Extrait retenu
# # # # #

INTERVIEW. Une décision du conseil d'Etat qui valide « l'erreur d'appréciation » relative à la norme sur les sas de sécurité pourrait bien changer la donne. L'architecte et membre du Cnoa, Frédéric Denisart, nous livre son point de vue et fait également un point sur les Agendas d'accessibilité.

Batiactu : Le conseil d'Etat vient d'annuler partiellement l'arrêté du 14 mars 2014 fixant les dispositions relatives à l'accessibilité des logements destinés à l'occupation temporaire ou saisonnière, en tant qu'il renvoie, pour la définition des dimensions des sas d'isolement que doivent comporter les immeubles qu'il vise. En clair, la norme prévoyait un espace au minimum de 1.20 x 2.20 m, des dimensions que contestent depuis le début les associations de handicapés. Pensez-vous que cela risque de faire bouger les lignes en matière de réglementation ?

 

Frédéric Denisart : Cela va dans le bon sens, en tous les cas. Et surtout fait correspondre usage et sécurité, principe que nous, architectes, défendons depuis le début. Cet exemple est le plus flagrant en matière de norme absurde. Il est démontré depuis toujours que l'on ne peut pas faire demi-tour dans un sas lorsqu'on est en fauteuil roulant et qu'il faut au minimum 1.50 m. Donc, de fait, une personne en fauteuil se retrouverait coincée à l'intérieur du sas, ce qui la mettrait en danger en cas d'incident. Notre priorité, en tant qu'architecte, est d'apporter des solutions d'usage, chose que doit également faire la réglementation. Ensuite, je ne suis pas devin, et je ne peux pas prédire de ce qu'impliquera cette décision du conseil d'Etat, mais c'est un pas important.

 

D'ici là, l'innovation fera peut-être en sorte que les usages évolueront et que l'on pourra appliquer la réglementation en l'état. Vous savez, la réglementation, ça s'interprète. Et j'entends déjà certaines fédérations et autres constructeurs dire que ça leur coûte de l'argent ! Car des sas plus grands, c'est moins de places de parking, par exemple, et donc moins d'argent au final…

 


Batiactu : Y a-t-il d'autres normes qui mériteraient d'être revues et corrigées ?

 

F. D : Celle-ci sur les sas est la plus significative. Il y a eu un réel toilettage, même si l'on peut être au final déçus du résultat, l'effort est là. Je ne rentrerai pas dans le jeu des polémiques… En tant qu'architecte, nous avons toujours souhaité développer la notion d'usage, essentielle, et pensons que nous avons les moyens de pouvoir exprimer une qualité de conception. Le problème, c'est qu'il n'existe pas de tolérance dans les normes, et que dans le cadre bâti, la problématique tient dans la surface des logements.

 

Ainsi, on nous impose de construire des petits logements, pour construire moins cher ou construire plus, à voir. Mais ces contraintes conduisent à réaliser des logements moins généreux et donc moins optimisés en termes de confort et d'usage…

 


Batiactu : Il y a quelques semaines, lors d'une interview accordée à Batiactu, Luc Givry, architecte, indiquait que les Agendas d'accessibilité n'étaient pas une fin en soi… et que le 100% ERP accessible ne sera pas atteint. Partagez-vous cet avis ?

# # # # #

Données d'entrée
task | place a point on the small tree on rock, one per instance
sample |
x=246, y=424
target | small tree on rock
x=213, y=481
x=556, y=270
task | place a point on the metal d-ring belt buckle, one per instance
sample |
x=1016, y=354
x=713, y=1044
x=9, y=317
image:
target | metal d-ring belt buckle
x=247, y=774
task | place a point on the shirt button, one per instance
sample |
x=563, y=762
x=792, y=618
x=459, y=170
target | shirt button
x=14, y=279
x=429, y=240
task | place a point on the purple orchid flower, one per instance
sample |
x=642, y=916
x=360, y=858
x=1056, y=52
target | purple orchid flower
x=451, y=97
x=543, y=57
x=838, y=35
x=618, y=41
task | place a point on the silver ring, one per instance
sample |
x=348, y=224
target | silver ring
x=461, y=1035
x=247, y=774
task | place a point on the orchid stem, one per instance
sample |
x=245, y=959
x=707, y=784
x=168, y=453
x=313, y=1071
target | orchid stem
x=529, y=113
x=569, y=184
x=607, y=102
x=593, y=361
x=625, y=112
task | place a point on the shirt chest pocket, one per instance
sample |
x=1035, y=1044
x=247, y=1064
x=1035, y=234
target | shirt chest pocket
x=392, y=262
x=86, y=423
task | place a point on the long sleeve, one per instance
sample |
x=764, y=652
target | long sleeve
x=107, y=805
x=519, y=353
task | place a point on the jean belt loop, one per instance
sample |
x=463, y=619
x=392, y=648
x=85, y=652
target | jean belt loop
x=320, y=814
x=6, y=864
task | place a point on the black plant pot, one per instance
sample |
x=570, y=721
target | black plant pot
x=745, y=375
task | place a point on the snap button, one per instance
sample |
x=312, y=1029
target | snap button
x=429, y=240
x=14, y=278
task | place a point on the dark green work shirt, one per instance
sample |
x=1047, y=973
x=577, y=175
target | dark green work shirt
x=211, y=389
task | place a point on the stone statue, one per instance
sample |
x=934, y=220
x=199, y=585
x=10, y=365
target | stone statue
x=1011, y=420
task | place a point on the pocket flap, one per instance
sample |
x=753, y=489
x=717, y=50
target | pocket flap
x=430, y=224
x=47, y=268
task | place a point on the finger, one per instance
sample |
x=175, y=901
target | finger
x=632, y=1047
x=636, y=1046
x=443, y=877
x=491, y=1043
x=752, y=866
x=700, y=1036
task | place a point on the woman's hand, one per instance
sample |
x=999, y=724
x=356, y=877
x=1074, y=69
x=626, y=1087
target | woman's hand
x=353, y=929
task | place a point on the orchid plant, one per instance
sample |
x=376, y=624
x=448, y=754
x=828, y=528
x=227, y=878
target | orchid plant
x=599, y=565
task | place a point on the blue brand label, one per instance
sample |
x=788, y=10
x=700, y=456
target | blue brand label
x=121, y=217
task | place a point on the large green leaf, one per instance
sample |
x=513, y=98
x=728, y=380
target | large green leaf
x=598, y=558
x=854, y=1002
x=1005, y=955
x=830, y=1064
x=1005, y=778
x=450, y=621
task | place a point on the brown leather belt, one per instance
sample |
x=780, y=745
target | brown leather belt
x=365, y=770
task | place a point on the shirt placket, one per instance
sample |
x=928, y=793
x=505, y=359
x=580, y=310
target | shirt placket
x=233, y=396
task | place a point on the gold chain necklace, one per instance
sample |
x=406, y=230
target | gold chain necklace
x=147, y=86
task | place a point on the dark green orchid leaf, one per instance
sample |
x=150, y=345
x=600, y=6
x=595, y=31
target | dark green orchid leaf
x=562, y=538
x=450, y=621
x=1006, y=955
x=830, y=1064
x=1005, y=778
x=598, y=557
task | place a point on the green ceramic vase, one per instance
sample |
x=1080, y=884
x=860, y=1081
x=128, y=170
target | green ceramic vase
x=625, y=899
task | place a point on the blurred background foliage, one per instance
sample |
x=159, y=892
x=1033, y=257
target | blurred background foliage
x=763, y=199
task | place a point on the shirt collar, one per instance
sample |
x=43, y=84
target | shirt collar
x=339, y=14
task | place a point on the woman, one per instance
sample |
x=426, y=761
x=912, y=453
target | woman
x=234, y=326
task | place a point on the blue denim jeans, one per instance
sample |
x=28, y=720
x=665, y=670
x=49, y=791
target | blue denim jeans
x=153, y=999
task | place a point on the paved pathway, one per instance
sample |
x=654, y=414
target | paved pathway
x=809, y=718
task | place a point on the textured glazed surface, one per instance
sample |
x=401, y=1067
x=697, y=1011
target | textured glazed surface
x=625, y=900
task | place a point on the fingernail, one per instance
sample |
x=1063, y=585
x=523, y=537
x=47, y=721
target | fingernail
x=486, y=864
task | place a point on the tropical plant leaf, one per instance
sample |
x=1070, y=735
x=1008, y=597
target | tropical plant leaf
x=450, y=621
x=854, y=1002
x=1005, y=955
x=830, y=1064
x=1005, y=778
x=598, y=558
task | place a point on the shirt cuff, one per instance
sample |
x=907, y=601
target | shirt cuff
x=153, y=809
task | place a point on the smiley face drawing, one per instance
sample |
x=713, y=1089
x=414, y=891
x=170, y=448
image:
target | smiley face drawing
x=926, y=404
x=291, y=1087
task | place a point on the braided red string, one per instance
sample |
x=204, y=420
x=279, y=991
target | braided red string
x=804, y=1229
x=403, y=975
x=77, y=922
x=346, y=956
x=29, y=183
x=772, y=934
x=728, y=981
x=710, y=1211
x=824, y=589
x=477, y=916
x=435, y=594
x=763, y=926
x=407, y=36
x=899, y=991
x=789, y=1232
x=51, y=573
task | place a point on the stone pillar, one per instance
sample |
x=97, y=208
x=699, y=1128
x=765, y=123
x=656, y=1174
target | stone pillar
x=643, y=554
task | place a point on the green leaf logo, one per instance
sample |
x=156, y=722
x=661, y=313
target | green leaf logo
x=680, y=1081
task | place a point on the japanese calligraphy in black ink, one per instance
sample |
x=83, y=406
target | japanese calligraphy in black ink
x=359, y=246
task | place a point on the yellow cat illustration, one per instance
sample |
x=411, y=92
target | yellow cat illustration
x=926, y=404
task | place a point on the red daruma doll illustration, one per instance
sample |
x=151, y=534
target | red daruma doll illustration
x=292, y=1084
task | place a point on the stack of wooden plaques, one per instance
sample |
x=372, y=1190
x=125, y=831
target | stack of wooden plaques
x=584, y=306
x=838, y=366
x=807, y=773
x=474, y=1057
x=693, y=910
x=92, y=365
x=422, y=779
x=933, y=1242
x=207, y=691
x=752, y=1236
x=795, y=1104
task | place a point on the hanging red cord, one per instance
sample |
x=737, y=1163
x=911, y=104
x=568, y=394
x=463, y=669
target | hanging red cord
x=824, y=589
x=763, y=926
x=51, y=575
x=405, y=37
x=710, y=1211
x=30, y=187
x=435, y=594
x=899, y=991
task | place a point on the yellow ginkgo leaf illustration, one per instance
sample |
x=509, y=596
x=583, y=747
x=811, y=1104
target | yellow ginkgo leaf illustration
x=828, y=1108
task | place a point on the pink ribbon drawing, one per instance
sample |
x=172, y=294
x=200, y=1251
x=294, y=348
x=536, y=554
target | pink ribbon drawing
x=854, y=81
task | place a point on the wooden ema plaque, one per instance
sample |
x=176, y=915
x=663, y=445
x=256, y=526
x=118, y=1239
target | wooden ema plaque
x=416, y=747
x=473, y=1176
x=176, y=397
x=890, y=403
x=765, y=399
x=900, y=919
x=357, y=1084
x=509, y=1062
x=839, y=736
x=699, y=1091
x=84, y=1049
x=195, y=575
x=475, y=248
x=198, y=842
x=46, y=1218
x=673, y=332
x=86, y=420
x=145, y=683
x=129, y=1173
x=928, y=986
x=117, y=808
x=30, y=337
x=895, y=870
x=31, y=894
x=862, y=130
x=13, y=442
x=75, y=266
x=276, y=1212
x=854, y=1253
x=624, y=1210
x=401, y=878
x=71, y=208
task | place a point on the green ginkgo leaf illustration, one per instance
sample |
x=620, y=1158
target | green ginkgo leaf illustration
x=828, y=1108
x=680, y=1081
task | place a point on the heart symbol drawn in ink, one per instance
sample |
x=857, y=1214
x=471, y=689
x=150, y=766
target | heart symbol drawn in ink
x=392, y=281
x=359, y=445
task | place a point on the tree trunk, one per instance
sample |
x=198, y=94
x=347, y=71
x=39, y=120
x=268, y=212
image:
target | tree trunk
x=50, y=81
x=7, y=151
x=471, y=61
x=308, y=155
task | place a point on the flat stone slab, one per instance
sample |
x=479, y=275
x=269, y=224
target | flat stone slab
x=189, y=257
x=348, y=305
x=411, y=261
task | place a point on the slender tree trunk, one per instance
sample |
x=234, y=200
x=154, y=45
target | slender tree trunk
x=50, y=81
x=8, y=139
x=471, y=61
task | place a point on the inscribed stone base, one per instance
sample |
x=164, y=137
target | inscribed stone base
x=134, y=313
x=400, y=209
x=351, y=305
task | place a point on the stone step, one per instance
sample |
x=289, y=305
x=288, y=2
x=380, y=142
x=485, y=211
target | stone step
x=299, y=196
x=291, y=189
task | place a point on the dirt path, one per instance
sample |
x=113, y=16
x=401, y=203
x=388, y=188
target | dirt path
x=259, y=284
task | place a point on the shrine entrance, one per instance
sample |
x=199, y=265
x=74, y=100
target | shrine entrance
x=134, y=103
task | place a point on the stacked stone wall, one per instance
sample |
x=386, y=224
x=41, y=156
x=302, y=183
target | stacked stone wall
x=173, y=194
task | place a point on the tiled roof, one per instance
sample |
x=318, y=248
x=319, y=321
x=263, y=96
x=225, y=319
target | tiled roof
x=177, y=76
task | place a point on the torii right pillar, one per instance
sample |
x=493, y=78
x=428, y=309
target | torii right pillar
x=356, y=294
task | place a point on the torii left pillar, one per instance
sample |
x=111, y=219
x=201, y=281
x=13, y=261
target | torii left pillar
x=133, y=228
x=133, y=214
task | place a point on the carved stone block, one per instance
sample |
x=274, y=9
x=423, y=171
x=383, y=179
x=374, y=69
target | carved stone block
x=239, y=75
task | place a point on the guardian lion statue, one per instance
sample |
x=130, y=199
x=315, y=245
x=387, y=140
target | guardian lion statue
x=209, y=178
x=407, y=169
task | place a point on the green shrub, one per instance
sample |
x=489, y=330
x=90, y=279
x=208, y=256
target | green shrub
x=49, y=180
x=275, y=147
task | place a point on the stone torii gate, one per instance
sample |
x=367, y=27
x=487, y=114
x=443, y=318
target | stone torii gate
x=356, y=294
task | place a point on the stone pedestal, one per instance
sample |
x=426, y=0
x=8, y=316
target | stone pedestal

# # # # #

Exercices et consignes
1. Citez sans rien modifier l'entretien sur l'accessibilité, de « Frédéric Denisart : Cela » jusqu'à « un pas important. ».
2. Recopiez à l'identique les lignes des données, de celle qui contient « task | place a point on the stone torii » jusqu'à la fin des données. Les deux bornes sont incluses.

Corrigé de l'exercice
1.
Frédéric Denisart : Cela va dans le bon sens, en tous les cas. Et surtout fait correspondre usage et sécurité, principe que nous, architectes, défendons depuis le début. Cet exemple est le plus flagrant en matière de norme absurde. Il est démontré depuis toujours que l'on ne peut pas faire demi-tour dans un sas lorsqu'on est en fauteuil roulant et qu'il faut au minimum 1.50 m. Donc, de fait, une personne en fauteuil se retrouverait coincée à l'intérieur du sas, ce qui la mettrait en danger en cas d'incident. Notre priorité, en tant qu'architecte, est d'apporter des solutions d'usage, chose que doit également faire la réglementation. Ensuite, je ne suis pas devin, et je ne peux pas prédire de ce qu'impliquera cette décision du conseil d'Etat, mais c'est un pas important.

2.
task | place a point on the stone torii gate, one per instance
sample |
x=367, y=27
x=487, y=114
x=443, y=318
target | stone torii gate
x=356, y=294
task | place a point on the stone pedestal, one per instance
sample |
x=426, y=0
x=8, y=316
target | stone pedestal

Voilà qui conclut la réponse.